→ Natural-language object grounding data
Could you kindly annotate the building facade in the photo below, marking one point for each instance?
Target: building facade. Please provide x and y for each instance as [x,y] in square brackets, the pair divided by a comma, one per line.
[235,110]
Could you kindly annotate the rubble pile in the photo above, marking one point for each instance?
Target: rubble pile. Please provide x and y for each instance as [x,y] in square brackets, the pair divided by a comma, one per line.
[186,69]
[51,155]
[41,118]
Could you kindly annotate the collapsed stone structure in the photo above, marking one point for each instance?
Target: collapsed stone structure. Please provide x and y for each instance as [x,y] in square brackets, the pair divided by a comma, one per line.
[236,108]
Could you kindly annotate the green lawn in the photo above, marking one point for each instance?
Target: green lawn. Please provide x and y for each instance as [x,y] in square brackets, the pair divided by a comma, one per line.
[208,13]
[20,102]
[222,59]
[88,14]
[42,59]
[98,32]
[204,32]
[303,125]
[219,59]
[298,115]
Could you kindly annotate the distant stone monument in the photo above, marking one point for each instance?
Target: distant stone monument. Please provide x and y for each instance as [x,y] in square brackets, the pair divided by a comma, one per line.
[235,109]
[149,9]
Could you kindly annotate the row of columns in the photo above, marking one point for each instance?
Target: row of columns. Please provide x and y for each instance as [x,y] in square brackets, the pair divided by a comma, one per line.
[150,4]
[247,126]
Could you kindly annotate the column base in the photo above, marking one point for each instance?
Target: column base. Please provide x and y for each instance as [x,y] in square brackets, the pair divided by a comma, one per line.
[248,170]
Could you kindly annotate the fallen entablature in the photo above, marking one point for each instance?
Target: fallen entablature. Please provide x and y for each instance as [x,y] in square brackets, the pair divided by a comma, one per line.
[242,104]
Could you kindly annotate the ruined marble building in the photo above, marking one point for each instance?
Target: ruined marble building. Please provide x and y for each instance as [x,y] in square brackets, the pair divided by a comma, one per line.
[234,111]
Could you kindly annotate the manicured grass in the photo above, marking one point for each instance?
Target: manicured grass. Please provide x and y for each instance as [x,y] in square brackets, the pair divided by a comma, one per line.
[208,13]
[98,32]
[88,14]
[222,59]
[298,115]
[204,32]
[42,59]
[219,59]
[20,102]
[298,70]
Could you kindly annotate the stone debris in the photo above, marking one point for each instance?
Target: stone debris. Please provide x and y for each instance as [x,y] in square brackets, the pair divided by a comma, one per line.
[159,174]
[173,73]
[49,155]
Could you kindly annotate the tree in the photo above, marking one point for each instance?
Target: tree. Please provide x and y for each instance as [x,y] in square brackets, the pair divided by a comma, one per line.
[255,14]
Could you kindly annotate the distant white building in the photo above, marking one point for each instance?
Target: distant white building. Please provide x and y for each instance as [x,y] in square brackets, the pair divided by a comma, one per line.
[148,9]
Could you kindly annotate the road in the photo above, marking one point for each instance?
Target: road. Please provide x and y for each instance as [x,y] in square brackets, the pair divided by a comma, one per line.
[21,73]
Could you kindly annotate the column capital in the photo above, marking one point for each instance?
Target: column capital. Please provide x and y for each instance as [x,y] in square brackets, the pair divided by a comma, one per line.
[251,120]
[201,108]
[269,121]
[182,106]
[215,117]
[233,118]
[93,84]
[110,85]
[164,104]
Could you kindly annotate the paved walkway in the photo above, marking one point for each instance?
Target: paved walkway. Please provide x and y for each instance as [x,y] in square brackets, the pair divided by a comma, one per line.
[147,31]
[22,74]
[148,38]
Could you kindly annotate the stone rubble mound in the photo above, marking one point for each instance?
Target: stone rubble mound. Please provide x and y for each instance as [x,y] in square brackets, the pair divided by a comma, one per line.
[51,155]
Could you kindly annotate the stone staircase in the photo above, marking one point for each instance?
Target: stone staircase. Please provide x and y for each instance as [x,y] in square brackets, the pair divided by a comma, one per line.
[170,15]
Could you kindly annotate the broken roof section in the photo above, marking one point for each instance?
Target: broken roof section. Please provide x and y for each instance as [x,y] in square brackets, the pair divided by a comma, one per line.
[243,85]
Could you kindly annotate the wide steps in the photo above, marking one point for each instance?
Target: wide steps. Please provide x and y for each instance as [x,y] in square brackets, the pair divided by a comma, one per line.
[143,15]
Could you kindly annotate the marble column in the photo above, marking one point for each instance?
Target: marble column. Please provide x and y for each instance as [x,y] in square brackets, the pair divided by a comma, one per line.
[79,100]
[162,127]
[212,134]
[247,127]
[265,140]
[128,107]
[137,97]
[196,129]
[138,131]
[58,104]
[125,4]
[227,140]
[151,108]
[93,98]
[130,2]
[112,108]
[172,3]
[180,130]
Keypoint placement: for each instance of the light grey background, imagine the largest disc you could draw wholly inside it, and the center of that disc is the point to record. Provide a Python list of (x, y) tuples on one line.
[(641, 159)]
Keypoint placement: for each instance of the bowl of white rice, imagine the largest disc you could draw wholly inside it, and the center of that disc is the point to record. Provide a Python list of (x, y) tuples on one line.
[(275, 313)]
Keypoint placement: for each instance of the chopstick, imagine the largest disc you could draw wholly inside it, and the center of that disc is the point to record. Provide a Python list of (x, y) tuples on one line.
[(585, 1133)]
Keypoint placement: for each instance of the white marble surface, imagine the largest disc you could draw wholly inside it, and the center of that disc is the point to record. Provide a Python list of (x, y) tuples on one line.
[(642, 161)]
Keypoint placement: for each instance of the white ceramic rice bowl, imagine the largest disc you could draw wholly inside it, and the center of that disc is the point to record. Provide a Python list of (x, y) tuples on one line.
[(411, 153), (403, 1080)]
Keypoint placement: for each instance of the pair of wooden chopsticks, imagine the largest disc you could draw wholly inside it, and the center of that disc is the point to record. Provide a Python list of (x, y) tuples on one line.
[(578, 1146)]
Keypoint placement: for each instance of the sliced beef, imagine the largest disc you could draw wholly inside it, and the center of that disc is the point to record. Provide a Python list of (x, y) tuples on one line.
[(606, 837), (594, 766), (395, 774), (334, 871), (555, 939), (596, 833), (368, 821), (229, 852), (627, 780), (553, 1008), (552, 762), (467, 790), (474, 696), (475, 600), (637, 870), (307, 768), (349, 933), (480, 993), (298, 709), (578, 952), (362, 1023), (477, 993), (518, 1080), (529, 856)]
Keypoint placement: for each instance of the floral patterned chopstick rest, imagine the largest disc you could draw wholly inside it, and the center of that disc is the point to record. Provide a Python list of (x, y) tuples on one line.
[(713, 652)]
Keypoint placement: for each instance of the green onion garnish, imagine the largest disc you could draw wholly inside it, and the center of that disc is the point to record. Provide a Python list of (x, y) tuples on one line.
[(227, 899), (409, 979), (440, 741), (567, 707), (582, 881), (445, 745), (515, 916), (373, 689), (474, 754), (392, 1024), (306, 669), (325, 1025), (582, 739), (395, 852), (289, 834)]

→ Assigned task
Repeat exactly the lines above from the one with "Target: manicured grass." up to and including the one with "Could you kindly annotate the column capital". No other line belongs in the reply.

→ Reply to the task
Target: manicured grass. Please provide x and y for each instance as [x,y] in square brackets, the pair divided by a comma, one per line.
[208,13]
[98,32]
[88,14]
[222,59]
[298,115]
[204,32]
[42,59]
[219,59]
[20,102]
[298,70]
Could you kindly annotate the stone debris in the photo above, marking one point for each instance?
Target: stone debris. Please provide x and y for each instance as [x,y] in square brackets, the pair divided by a comma, one per line.
[159,174]
[173,73]
[49,155]
Could you kindly annotate the tree in the photo above, marking one point for each instance?
Target: tree. Please provide x and y for each instance as [x,y] in square brackets, the pair divided by a comma, one per line.
[255,14]
Could you kindly annotate the distant white building in the photo above, marking one point for each instance?
Target: distant white building. Please provide x and y for each instance as [x,y] in square brackets, the pair divided by a comma, one per line.
[148,9]
Could you kindly annotate the road in the photo above, marking one point for each instance?
Target: road. Please provide x and y for each instance as [x,y] in square brackets, the pair divided by a comma, one per line.
[21,73]
Could you kindly annotate the column capital in the photo above, marking one point for each instance?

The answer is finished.